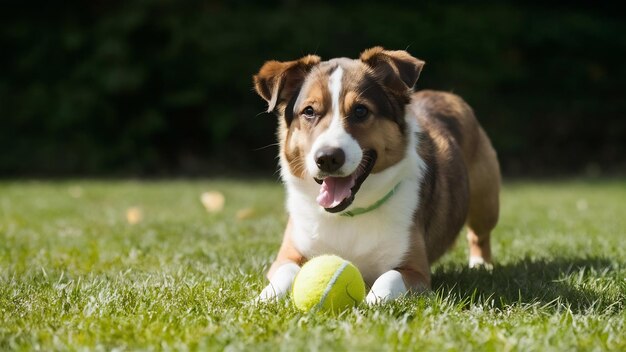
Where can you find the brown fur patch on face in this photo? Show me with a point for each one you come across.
(383, 136)
(384, 130)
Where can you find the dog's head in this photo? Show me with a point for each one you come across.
(341, 119)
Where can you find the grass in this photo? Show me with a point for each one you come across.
(75, 275)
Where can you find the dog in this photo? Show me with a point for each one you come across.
(375, 172)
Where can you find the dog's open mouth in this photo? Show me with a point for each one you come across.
(337, 193)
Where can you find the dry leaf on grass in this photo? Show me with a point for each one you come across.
(213, 201)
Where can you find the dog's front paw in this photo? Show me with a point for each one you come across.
(270, 293)
(280, 283)
(477, 262)
(387, 287)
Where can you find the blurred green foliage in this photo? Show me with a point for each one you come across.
(164, 87)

**********

**Request:**
Give the whole listing above as a two-column CSV with the columns label_text and points. Each row should pair one line of text with all the points that follow it, every field should be quoted, and any line breaks should become spaces. Leave the pictures out.

**Output:**
label_text,points
"Where can you find the brown fur patch on face in this photo? Show me with a point for each one you come across.","(383, 136) (384, 130)"
"Where can you find the dog's head in this photo? Show me with a point for each one you come across.","(341, 119)"
"Where can you find the grass in this photo? Show me with a point for each one you come across.","(75, 275)"
"Where can you find the dog in this photo? Show me with a point for each one you come across.","(375, 172)"
"Where can you find the dog's open mouth in this photo? Show me with a point for each one you come across.","(337, 193)"
"Where can you find the dry leaf on grass in this photo? Show me with a point for each one you come across.","(213, 201)"
"Where can you find the dog's front paw in this photo? Show me with a point for each one you come across.","(270, 293) (280, 283) (477, 262) (387, 287)"
"Where can you find the blurred green foliage in this photo? Show me with a point for each one you come across.","(164, 87)"